--- Begin MATERIALS PROVIDED ---

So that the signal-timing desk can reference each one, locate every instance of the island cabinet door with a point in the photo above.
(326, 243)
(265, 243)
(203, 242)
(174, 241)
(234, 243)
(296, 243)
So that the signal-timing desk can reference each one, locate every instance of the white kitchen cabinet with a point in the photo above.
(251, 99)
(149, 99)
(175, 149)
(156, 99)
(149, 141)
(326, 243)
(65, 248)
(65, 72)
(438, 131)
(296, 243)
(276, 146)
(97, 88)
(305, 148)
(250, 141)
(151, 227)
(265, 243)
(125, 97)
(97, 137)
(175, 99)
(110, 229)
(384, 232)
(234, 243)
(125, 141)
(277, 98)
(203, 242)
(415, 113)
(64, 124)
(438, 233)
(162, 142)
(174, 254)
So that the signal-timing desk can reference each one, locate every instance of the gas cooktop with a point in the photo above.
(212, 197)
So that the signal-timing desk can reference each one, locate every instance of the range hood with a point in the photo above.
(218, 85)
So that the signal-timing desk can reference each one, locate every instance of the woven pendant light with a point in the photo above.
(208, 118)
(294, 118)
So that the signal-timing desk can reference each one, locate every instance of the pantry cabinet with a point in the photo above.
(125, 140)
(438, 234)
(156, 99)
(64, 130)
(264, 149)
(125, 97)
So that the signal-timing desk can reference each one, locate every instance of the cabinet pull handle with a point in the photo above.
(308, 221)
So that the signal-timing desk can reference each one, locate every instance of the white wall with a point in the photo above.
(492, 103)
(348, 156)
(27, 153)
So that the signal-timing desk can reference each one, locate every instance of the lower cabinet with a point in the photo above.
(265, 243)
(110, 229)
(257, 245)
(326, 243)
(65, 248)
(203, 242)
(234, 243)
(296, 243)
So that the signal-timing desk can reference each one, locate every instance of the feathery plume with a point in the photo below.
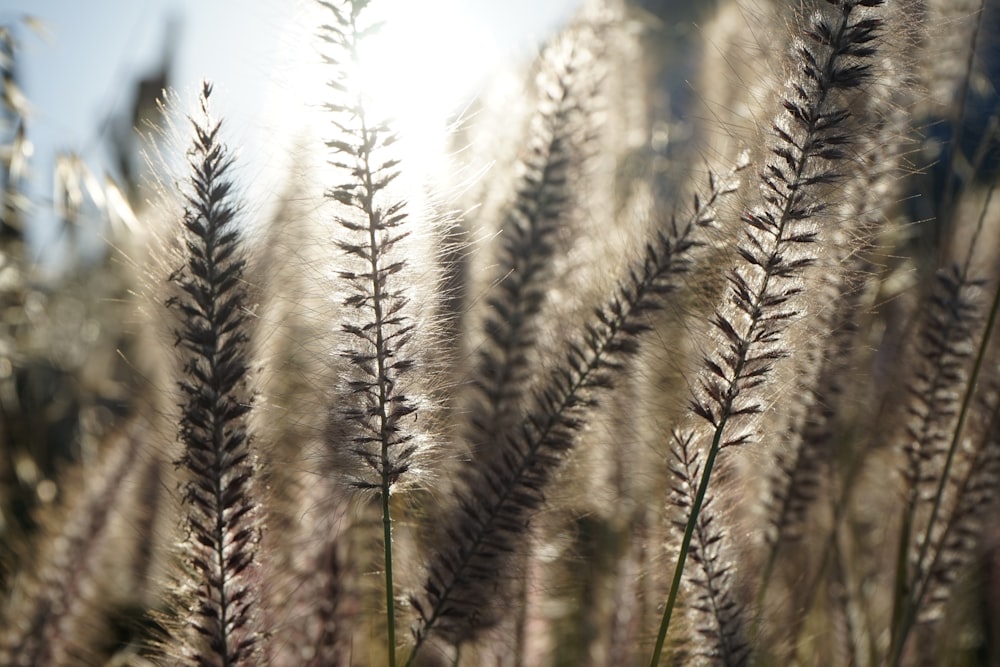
(810, 143)
(220, 506)
(496, 501)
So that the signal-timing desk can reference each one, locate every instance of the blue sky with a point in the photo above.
(73, 76)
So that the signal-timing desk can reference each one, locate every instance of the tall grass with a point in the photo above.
(718, 387)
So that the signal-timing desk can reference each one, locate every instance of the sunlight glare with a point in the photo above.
(418, 71)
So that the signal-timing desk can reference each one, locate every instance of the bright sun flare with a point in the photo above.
(418, 70)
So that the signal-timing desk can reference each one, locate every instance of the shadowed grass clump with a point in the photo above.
(221, 589)
(595, 422)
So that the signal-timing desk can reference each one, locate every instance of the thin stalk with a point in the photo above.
(917, 592)
(764, 318)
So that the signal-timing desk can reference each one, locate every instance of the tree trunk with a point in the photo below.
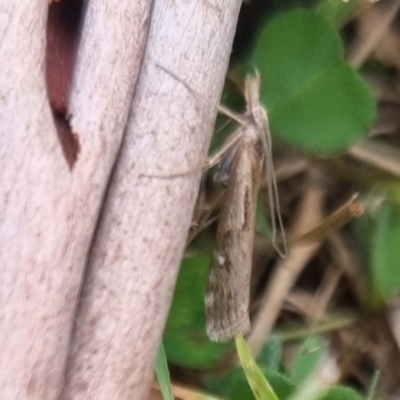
(63, 221)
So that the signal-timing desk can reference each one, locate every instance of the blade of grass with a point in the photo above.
(259, 385)
(162, 373)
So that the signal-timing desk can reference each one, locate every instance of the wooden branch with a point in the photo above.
(48, 208)
(145, 221)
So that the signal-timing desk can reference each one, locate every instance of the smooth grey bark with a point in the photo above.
(48, 213)
(147, 213)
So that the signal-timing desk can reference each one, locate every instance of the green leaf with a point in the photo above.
(162, 373)
(385, 255)
(271, 354)
(308, 358)
(240, 389)
(314, 99)
(185, 339)
(260, 387)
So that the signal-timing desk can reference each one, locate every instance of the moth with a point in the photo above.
(247, 156)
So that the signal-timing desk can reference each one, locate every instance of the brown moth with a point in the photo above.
(228, 290)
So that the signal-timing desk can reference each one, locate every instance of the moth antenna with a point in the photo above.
(273, 195)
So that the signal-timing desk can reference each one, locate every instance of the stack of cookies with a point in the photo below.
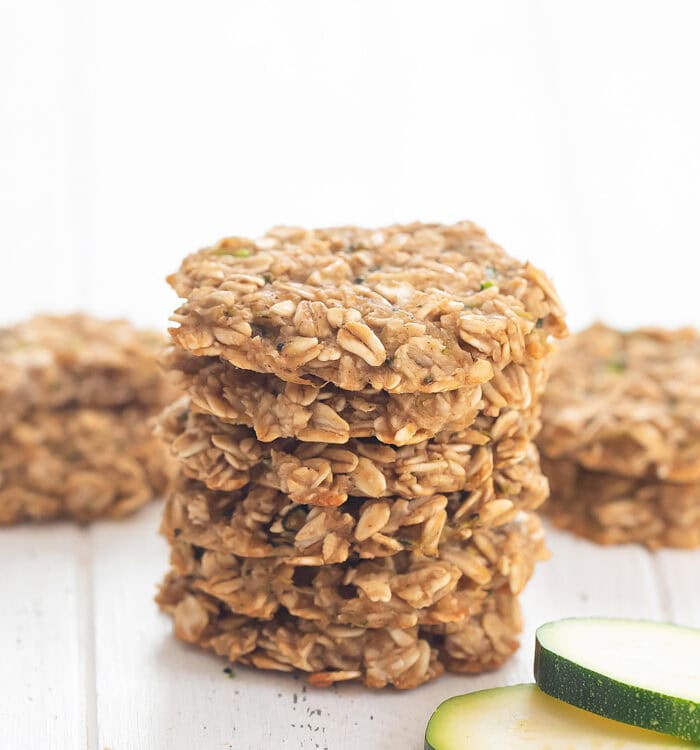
(76, 398)
(357, 473)
(621, 436)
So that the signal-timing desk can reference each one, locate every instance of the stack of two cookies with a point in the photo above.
(76, 400)
(357, 471)
(621, 436)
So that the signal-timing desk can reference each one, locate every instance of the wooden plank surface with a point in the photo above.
(92, 662)
(46, 665)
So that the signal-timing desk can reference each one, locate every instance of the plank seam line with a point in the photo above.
(662, 588)
(87, 636)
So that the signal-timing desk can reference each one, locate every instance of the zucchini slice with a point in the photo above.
(638, 672)
(522, 716)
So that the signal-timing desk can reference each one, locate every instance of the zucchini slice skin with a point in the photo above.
(612, 698)
(522, 717)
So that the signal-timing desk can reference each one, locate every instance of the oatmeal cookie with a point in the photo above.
(325, 414)
(404, 658)
(405, 309)
(262, 522)
(227, 457)
(400, 591)
(54, 361)
(616, 510)
(80, 463)
(626, 403)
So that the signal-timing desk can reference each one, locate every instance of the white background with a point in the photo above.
(134, 132)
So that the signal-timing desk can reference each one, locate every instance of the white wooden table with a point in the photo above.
(87, 661)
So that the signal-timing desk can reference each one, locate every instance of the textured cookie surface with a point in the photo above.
(414, 308)
(325, 413)
(617, 510)
(626, 403)
(262, 522)
(404, 658)
(227, 457)
(399, 591)
(53, 361)
(81, 464)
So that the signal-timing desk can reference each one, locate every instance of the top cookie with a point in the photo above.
(626, 403)
(406, 309)
(51, 361)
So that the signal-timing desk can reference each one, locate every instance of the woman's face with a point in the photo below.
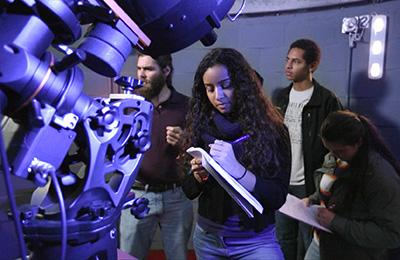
(218, 88)
(342, 151)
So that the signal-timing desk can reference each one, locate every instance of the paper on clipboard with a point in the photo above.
(242, 196)
(295, 208)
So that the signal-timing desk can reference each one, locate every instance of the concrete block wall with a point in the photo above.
(264, 40)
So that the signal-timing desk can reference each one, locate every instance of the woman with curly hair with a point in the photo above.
(362, 206)
(228, 102)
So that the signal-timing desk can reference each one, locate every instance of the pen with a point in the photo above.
(240, 139)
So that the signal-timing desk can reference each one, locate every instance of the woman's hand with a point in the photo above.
(325, 216)
(173, 135)
(306, 201)
(199, 173)
(222, 152)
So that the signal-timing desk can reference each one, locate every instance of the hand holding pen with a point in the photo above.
(223, 153)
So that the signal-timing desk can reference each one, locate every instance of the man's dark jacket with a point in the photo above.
(322, 102)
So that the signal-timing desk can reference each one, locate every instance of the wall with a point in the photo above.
(264, 40)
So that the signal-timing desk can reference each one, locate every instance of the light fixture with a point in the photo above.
(355, 27)
(377, 46)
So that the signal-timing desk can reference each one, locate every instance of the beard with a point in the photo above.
(151, 88)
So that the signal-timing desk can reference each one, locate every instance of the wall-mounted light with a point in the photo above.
(355, 27)
(377, 46)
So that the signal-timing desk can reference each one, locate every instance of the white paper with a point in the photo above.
(242, 196)
(295, 208)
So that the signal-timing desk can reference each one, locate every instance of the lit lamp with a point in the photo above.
(377, 47)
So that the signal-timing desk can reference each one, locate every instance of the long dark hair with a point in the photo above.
(269, 141)
(348, 128)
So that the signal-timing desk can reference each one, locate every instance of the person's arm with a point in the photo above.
(381, 229)
(174, 135)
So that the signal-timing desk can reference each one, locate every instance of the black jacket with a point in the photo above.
(322, 102)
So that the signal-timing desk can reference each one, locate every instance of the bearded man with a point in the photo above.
(159, 177)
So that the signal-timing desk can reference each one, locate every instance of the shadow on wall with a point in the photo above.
(369, 98)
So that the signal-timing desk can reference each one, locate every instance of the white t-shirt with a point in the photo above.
(293, 118)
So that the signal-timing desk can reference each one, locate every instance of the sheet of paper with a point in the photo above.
(242, 196)
(295, 208)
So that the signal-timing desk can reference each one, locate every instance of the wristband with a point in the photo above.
(241, 177)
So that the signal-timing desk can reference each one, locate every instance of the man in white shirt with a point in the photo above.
(304, 104)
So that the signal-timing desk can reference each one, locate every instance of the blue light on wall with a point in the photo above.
(377, 46)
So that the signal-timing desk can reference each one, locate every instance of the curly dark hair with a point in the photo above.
(348, 128)
(251, 109)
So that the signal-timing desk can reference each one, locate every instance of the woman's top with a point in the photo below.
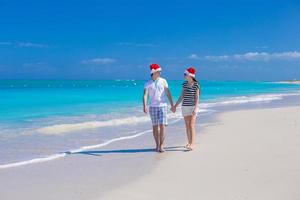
(189, 93)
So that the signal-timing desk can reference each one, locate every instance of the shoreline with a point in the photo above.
(256, 157)
(60, 177)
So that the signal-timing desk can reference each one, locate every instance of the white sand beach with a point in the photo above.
(247, 154)
(252, 154)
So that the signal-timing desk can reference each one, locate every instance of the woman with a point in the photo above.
(189, 98)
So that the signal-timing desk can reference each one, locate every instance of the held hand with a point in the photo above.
(173, 109)
(195, 111)
(145, 110)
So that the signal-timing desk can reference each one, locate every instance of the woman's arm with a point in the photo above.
(180, 98)
(197, 94)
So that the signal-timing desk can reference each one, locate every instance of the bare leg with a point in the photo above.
(161, 137)
(193, 130)
(156, 137)
(187, 120)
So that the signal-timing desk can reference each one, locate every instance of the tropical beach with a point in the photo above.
(245, 149)
(127, 99)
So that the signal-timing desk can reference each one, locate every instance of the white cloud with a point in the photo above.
(99, 61)
(250, 56)
(25, 44)
(136, 44)
(30, 44)
(6, 43)
(194, 56)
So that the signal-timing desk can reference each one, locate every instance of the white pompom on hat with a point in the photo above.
(191, 72)
(154, 68)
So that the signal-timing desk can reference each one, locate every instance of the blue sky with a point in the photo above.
(117, 39)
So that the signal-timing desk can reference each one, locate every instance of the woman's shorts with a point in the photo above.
(158, 115)
(187, 110)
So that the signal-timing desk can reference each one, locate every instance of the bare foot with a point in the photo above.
(191, 147)
(161, 150)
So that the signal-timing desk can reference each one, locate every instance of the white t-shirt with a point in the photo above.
(156, 91)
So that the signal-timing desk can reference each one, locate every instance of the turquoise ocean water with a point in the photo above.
(42, 119)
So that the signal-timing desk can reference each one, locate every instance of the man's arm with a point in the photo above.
(180, 98)
(145, 97)
(168, 93)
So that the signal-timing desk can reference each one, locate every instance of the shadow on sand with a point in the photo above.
(127, 151)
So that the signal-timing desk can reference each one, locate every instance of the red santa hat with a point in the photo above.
(154, 68)
(191, 72)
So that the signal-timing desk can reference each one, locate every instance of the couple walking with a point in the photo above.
(156, 89)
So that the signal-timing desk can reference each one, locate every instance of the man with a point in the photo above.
(156, 89)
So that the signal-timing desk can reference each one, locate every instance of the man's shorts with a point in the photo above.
(158, 115)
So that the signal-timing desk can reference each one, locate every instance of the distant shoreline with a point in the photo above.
(290, 82)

--- End MATERIALS PROVIDED ---

# TASK GOAL:
Write out the lines above from the one containing "water with a point in the photo above." through the last, exactly as they are.

# TASK RESPONSE:
So that the signal-timing desk can reference each one, locate every instance of the turquoise ocean water with a point in the photo above.
(42, 119)
So that the signal-timing desk can reference each one, locate every instance of the man's arm with a point in the photo above.
(180, 98)
(145, 97)
(168, 93)
So that the signal-timing desk can reference each one, locate every instance of the shadow on sand with a point in the photo above.
(127, 151)
So that the signal-timing desk can reference each one, locate every instance of the red santa hat with a point in the photo above.
(154, 68)
(191, 72)
So that the signal-timing desk can reference each one, locate every instance of the couple walking with a point in the photo above.
(156, 89)
So that the signal-timing desk can reference each one, locate every instance of the man with a point in the photo above.
(156, 89)
So that the signal-timing desk can reference each one, locate every instance of the man's shorts with a point in the photo above.
(158, 115)
So that the signal-timing desk can reference each one, locate every instance of the distant shoreline with a point in the photo above.
(290, 82)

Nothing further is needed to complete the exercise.